• [Direction]:
Retype all of the records below line for line, keeping every character unchanged.

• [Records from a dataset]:
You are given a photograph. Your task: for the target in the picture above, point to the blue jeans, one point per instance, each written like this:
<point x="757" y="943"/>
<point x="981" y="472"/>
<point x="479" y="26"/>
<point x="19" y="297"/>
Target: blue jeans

• [The answer]:
You are given a photograph. Your task: for the target in the picture above, point to the blue jeans, one point per instance, each written like this:
<point x="757" y="943"/>
<point x="981" y="472"/>
<point x="479" y="26"/>
<point x="19" y="297"/>
Target: blue jeans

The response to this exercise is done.